═════ Extracto proporcionado ═════

La tarjeta que repartía el «Ing Vilariño» a los estudiantes de ingeniería a fines de los 80s en el Hotel Olavarría…

Al final, alguien hace el gasto y llama a la empresa que figura en las tarjetas que reparte a diestra y siniestra. Lo conocen sí, pero no es ingeniero. Estaba en seguridad hasta que lo echaron por mitómano. Más tarde alguien lo reconoce en una de esas revistas que comienzan a destapar las miserias de la dictadura, y si, es él. Está en tapa con un título que cita: «yo secuestré, maté y vi torturar en la ESMA» y muestra a un ex – cabo de recia postura, con el siniestro edificio a sus espaldas. El supuesto ingeniero desaparece sin pagar ni el hotel, y al tiempo sale en los diarios que lo capturaron en otro pueblo tras persecución y vuelco, luego de intentar repetir el cuento.

═════

Tareas requeridas
**1)** En el extracto proporcionado, ¿qué acciones se atribuye el ex cabo en el título de la tapa de la revista?
**2)** Según el extracto proporcionado, ¿por qué echaron de seguridad al supuesto ingeniero?
**3)** Reproduce del extracto proporcionado todo lo que va desde "Al final, alguien" hasta "repetir el cuento.", ambos incluidos.

═════ Datos proporcionados ═════

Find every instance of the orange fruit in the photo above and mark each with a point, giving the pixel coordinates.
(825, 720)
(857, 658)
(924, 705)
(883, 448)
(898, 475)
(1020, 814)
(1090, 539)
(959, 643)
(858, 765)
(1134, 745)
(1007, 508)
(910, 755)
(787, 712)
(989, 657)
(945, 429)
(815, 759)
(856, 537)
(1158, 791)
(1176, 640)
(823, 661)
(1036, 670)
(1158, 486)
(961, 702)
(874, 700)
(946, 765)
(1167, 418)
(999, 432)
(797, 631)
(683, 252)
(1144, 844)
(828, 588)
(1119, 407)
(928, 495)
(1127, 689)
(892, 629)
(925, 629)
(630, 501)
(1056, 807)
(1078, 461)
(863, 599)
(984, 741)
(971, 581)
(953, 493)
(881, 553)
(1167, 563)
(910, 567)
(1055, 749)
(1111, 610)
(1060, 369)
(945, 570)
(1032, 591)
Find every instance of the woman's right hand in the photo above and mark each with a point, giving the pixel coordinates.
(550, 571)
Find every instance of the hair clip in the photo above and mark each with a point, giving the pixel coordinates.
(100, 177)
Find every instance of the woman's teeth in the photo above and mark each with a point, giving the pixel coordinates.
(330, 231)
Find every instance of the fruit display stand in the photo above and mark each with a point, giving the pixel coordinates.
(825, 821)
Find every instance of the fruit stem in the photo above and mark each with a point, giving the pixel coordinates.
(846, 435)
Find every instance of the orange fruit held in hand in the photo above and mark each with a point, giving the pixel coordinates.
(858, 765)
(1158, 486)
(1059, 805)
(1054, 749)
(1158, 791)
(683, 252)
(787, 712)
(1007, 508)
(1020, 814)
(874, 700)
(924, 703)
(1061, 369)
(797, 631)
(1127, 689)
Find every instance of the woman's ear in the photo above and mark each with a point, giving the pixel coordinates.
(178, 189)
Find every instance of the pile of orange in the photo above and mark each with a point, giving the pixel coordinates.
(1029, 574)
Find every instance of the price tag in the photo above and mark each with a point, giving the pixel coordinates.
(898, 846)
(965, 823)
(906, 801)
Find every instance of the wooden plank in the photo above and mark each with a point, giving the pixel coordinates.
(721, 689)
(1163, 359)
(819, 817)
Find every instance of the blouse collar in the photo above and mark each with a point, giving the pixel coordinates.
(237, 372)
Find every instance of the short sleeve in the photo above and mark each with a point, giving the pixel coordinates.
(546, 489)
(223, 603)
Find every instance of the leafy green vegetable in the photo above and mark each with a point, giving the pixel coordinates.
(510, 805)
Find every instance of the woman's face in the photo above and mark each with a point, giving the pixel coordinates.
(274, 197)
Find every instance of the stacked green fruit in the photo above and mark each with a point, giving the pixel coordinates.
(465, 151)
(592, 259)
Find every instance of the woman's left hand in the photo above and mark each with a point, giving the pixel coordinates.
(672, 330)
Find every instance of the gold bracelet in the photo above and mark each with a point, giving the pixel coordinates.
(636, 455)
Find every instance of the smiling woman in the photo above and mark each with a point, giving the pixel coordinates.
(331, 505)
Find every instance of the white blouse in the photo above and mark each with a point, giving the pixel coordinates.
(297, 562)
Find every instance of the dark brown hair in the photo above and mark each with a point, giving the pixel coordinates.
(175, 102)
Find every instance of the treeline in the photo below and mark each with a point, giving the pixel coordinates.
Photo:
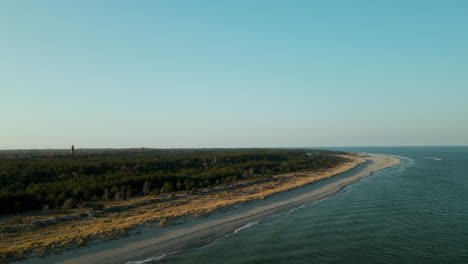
(63, 181)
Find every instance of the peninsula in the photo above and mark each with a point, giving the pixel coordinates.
(162, 201)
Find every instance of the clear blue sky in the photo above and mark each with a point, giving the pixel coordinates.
(233, 73)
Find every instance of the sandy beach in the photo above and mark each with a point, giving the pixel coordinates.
(153, 242)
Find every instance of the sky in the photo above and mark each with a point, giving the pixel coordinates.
(244, 73)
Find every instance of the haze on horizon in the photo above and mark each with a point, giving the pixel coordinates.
(243, 73)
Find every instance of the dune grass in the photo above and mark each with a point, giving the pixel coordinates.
(43, 240)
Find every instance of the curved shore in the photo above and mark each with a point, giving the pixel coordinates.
(153, 241)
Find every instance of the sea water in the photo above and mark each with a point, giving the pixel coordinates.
(415, 212)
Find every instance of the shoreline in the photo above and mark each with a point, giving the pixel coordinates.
(149, 242)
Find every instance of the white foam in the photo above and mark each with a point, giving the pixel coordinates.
(432, 158)
(246, 226)
(400, 157)
(147, 260)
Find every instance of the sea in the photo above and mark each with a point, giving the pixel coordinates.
(415, 212)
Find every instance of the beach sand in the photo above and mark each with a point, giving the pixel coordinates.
(153, 242)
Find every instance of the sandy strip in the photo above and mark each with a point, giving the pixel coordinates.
(154, 241)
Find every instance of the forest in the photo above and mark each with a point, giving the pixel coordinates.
(50, 180)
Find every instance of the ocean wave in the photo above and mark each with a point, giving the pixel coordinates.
(245, 226)
(432, 158)
(401, 157)
(151, 259)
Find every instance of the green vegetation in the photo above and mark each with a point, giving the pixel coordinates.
(39, 181)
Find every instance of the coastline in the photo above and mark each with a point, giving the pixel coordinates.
(149, 242)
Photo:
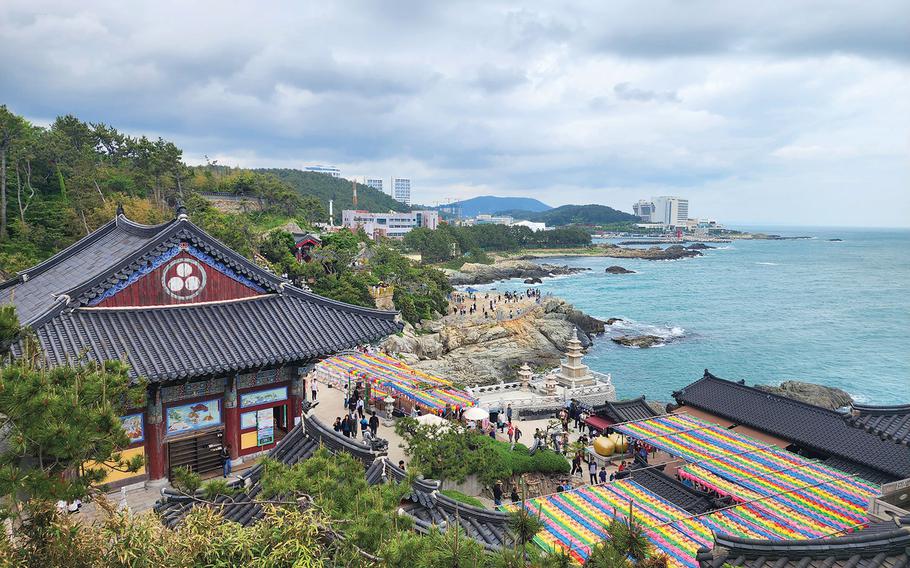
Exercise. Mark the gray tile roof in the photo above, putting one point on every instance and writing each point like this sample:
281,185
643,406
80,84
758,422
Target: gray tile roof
182,342
33,291
427,507
890,422
882,545
299,444
625,410
672,490
163,343
820,430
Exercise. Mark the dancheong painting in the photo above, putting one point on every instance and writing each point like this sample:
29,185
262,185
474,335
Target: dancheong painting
193,416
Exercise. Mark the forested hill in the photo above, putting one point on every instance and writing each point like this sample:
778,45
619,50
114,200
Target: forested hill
576,215
325,187
490,204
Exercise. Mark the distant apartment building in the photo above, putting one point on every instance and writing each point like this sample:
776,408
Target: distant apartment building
644,210
484,219
393,225
671,211
401,190
327,170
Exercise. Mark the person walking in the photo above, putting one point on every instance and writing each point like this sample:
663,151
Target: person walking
497,493
374,423
226,459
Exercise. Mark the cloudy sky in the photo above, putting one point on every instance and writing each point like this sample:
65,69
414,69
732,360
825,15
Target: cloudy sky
764,112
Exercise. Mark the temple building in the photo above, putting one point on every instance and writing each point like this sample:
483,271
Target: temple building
573,373
222,343
868,443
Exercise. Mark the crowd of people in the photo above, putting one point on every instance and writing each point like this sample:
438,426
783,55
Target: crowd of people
494,305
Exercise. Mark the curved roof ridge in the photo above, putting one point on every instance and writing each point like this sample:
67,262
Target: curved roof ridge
883,409
69,251
742,385
125,222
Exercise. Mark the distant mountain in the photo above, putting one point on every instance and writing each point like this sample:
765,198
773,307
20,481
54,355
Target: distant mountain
575,215
489,204
325,187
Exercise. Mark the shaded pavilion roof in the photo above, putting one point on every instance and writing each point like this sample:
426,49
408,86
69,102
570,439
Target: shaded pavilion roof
889,422
281,324
815,428
625,410
881,545
427,507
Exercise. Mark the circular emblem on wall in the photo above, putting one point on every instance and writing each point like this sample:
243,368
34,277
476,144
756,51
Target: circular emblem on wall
183,278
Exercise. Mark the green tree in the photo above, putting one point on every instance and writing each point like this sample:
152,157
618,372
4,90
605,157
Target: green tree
60,429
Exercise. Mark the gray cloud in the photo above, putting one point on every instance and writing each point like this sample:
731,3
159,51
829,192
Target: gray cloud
605,101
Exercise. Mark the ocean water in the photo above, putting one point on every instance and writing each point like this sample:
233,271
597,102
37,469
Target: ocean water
836,313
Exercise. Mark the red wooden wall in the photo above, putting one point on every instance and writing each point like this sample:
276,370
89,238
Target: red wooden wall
188,285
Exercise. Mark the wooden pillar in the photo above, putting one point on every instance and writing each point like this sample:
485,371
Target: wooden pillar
154,434
231,417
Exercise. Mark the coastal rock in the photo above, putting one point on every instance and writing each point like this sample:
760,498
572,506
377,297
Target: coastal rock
831,398
618,270
474,273
638,341
475,352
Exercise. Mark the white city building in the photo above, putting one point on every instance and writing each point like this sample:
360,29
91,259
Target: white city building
327,170
531,225
644,210
401,190
393,224
671,211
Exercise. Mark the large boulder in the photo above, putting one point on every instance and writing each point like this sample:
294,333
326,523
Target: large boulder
831,398
618,270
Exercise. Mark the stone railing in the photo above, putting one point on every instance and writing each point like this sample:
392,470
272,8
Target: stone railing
498,387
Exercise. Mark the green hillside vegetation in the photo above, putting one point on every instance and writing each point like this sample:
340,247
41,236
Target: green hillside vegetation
325,187
454,244
66,180
590,215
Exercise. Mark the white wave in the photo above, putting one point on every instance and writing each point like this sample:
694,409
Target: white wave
665,332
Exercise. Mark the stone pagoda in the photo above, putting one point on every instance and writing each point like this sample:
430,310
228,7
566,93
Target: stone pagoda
573,373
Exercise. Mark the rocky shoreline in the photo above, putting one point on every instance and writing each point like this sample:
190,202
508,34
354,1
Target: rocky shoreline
473,273
477,351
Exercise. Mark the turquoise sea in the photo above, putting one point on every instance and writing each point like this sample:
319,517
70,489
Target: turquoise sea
836,313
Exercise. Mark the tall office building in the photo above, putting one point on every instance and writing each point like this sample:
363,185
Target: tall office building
401,190
327,170
671,211
644,210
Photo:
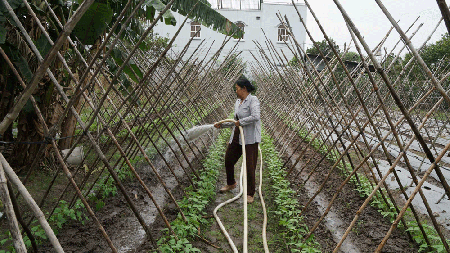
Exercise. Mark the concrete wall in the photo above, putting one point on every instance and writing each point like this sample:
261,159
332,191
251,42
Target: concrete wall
267,22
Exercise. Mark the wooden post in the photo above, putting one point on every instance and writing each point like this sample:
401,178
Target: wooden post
445,13
11,216
31,203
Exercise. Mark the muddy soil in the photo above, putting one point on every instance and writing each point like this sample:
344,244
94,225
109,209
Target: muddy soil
117,218
370,227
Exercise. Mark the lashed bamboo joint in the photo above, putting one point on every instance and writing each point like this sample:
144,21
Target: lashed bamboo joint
126,101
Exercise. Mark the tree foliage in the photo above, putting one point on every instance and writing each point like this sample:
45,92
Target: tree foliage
90,30
324,47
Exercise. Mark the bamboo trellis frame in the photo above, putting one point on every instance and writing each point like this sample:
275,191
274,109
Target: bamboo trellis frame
313,96
346,116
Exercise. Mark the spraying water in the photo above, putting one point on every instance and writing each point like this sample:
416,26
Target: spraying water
193,133
196,132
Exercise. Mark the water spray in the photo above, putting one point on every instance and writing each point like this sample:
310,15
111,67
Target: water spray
196,132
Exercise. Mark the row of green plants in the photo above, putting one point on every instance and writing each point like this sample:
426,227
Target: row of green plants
195,202
287,207
64,212
365,186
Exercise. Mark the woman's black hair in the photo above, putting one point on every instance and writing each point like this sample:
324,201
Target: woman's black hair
244,82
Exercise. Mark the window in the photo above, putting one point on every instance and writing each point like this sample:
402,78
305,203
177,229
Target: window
195,29
241,26
282,33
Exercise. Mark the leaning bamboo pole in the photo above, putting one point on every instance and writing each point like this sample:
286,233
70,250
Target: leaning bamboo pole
10,214
32,204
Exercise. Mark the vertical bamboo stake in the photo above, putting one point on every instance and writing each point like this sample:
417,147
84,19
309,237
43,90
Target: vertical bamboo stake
32,204
11,216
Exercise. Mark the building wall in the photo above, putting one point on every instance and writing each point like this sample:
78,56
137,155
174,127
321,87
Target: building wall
268,21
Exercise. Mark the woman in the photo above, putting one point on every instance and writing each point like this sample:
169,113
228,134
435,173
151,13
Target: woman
247,115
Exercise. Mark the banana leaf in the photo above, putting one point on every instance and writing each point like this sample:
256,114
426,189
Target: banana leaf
93,23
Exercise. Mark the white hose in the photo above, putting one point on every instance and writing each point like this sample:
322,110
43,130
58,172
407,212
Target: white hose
263,204
243,191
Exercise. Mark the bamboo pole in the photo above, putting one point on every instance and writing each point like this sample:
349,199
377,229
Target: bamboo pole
32,204
11,216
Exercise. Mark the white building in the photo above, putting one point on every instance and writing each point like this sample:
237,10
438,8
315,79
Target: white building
251,15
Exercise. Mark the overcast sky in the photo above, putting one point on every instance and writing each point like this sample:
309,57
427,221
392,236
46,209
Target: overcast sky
371,21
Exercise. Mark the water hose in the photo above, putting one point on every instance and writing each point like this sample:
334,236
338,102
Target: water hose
263,204
243,191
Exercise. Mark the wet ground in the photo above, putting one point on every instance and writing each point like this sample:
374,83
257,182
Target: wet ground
128,235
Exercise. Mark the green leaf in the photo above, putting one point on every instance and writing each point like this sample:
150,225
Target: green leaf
159,6
202,12
43,45
20,62
93,23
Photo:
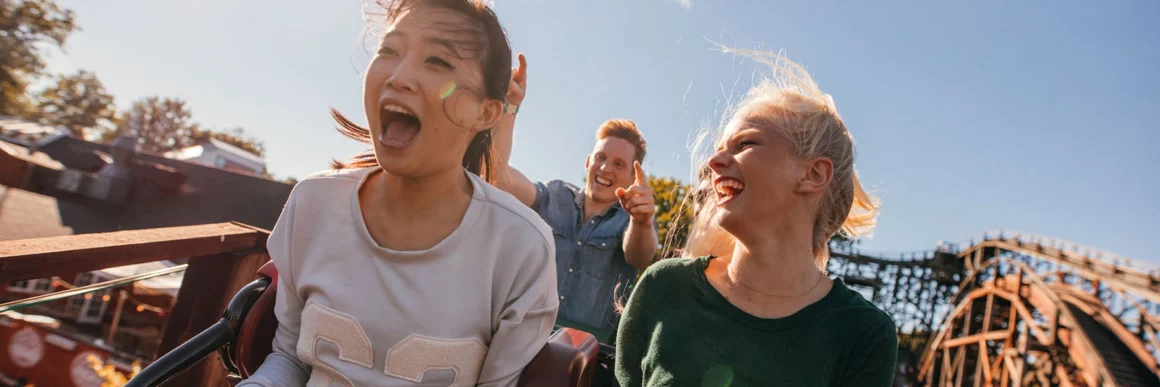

═════

Resultados del ejercicio
**1)** Secuestrar, matar y ver torturar.

**2)** Por mitómano.

**3)**
Al final, alguien hace el gasto y llama a la empresa que figura en las tarjetas que reparte a diestra y siniestra. Lo conocen sí, pero no es ingeniero. Estaba en seguridad hasta que lo echaron por mitómano. Más tarde alguien lo reconoce en una de esas revistas que comienzan a destapar las miserias de la dictadura, y si, es él. Está en tapa con un título que cita: «yo secuestré, maté y vi torturar en la ESMA» y muestra a un ex – cabo de recia postura, con el siniestro edificio a sus espaldas. El supuesto ingeniero desaparece sin pagar ni el hotel, y al tiempo sale en los diarios que lo capturaron en otro pueblo tras persecución y vuelco, luego de intentar repetir el cuento.